PROBLEM REQUIREMENTS ::
Copy out every line in the items below that contains the word "winter".

ROWS ::
+ + + +

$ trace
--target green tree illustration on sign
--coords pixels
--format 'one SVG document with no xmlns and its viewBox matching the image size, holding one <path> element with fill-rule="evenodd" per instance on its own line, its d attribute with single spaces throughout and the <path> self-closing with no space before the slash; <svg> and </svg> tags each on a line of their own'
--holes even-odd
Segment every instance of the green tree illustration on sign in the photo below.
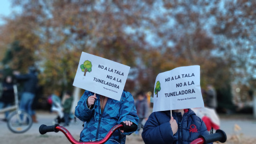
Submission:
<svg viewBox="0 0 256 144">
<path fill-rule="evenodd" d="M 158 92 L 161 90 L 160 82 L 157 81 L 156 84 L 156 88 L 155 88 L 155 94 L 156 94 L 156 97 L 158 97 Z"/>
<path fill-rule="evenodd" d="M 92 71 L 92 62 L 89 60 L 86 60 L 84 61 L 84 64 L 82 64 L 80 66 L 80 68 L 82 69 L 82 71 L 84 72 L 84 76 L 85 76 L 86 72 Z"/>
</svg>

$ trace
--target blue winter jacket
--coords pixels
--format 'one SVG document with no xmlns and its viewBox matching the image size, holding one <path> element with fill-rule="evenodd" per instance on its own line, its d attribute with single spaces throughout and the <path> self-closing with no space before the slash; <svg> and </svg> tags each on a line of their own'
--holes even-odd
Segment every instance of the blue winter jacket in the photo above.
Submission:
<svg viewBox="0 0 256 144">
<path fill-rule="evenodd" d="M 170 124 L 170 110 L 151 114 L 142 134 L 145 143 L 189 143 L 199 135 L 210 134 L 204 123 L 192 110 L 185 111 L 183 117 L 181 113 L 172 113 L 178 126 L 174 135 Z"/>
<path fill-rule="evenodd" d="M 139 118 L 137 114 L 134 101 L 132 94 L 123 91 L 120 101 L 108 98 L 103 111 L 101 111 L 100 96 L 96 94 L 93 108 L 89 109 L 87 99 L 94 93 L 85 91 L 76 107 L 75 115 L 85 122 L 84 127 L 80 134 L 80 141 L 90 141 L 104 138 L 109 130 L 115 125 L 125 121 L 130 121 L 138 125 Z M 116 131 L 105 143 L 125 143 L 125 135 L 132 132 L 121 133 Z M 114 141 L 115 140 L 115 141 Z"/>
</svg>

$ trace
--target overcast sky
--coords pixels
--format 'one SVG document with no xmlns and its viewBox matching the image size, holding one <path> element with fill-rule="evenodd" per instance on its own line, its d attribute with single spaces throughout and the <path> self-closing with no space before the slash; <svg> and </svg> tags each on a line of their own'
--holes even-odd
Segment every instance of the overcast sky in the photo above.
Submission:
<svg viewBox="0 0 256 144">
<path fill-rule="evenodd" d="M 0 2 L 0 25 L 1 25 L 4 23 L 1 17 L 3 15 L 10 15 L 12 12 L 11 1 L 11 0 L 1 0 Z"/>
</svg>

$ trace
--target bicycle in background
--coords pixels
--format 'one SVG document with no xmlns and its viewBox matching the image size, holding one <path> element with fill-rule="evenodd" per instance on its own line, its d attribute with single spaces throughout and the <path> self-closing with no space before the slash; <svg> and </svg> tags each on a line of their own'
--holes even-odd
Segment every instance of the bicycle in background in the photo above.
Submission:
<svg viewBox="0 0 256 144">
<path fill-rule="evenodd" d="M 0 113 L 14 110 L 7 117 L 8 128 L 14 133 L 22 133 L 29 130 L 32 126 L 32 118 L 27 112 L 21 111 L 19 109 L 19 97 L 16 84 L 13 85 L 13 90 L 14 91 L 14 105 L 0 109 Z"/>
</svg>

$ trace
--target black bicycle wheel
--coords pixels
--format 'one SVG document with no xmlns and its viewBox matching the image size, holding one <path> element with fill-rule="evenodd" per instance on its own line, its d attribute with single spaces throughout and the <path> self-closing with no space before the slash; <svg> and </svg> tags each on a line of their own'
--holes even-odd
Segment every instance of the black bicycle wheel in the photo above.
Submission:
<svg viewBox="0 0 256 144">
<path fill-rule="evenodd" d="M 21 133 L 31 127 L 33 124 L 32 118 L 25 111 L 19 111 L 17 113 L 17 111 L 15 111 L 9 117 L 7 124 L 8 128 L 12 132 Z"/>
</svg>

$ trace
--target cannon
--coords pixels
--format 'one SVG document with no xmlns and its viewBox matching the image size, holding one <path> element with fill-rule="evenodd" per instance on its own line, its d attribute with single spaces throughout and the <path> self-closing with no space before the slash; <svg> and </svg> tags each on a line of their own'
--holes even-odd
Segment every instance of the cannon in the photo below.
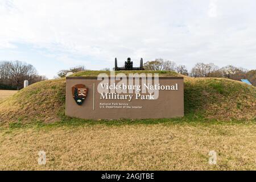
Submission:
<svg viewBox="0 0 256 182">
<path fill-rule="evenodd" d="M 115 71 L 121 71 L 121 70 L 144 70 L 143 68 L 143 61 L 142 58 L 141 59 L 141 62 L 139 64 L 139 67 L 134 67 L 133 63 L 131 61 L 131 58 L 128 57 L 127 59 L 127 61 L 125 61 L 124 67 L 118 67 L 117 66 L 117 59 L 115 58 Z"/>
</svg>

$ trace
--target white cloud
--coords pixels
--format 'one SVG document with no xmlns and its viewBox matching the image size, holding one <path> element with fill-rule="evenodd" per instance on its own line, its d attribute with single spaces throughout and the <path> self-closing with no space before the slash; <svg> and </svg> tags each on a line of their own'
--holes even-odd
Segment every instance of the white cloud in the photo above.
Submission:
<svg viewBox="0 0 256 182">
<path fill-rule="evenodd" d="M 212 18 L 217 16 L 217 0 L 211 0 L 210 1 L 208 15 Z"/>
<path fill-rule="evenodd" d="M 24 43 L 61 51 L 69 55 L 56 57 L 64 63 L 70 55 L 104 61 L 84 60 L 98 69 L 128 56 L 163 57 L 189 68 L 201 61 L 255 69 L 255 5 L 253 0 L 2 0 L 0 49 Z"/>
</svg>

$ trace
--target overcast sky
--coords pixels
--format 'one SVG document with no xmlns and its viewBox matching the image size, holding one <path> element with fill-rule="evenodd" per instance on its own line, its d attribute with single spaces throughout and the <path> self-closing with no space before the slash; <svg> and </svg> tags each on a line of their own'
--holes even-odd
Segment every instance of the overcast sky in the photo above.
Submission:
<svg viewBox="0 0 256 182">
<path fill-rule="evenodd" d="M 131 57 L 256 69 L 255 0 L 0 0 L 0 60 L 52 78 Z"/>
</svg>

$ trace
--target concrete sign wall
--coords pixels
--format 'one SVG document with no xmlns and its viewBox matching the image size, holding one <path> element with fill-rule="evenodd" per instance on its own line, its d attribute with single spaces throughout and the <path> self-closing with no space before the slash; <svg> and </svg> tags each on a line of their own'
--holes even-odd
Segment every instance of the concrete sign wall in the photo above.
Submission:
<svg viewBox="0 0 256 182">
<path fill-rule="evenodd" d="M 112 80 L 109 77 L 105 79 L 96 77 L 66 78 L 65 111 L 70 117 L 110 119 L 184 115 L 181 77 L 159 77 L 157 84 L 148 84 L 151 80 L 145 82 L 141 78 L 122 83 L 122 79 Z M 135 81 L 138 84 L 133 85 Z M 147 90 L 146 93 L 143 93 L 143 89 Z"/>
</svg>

+ + + +

RESPONSE FOR THIS EXERCISE ::
--target blue winter jacket
Segment every instance of the blue winter jacket in the photo above.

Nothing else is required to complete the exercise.